SET PROBLEM: Rewrite the entries from the line with "segment the stump top cut surface" up to and including the line with "25L26 31L43 31L53", replacing "outline" with "contour" and keeping everything else the same.

======== RECORDS SUPPLIED

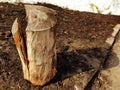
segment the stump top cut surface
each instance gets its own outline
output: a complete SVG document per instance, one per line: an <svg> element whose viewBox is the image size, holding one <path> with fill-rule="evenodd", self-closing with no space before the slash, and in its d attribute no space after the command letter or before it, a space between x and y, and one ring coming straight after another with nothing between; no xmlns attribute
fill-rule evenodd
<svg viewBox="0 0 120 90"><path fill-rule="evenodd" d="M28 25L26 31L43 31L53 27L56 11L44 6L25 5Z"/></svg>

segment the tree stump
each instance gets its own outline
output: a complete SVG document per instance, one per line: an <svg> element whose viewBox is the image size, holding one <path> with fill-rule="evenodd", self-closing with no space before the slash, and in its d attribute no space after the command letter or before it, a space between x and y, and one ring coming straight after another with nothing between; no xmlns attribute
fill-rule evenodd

================
======== RECORDS SUPPLIED

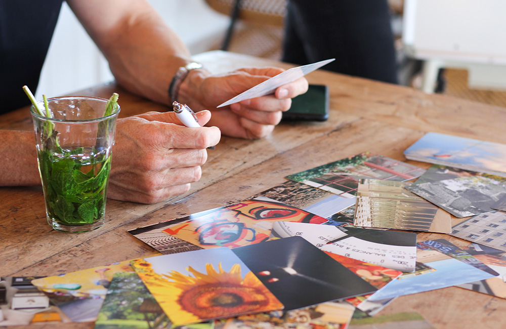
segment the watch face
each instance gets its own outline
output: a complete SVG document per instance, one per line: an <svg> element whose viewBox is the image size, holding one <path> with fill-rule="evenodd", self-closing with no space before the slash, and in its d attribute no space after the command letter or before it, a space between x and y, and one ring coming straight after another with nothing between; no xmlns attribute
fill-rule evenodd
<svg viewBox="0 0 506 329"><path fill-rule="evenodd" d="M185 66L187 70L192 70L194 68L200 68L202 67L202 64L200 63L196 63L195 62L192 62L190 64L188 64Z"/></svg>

================

FULL OUTPUT:
segment the stump top cut surface
each instance gets its own contour
output: a complete SVG document per instance, one per line: an <svg> element whose viewBox is the image size, holding one <path> with fill-rule="evenodd", self-closing with no space before the slash, and in its d attribute no space after the command letter or before it, a space between x and y, and one ring coming straight after another with nothing between; no xmlns attribute
fill-rule evenodd
<svg viewBox="0 0 120 90"><path fill-rule="evenodd" d="M28 25L26 31L43 31L53 27L56 11L44 6L25 5Z"/></svg>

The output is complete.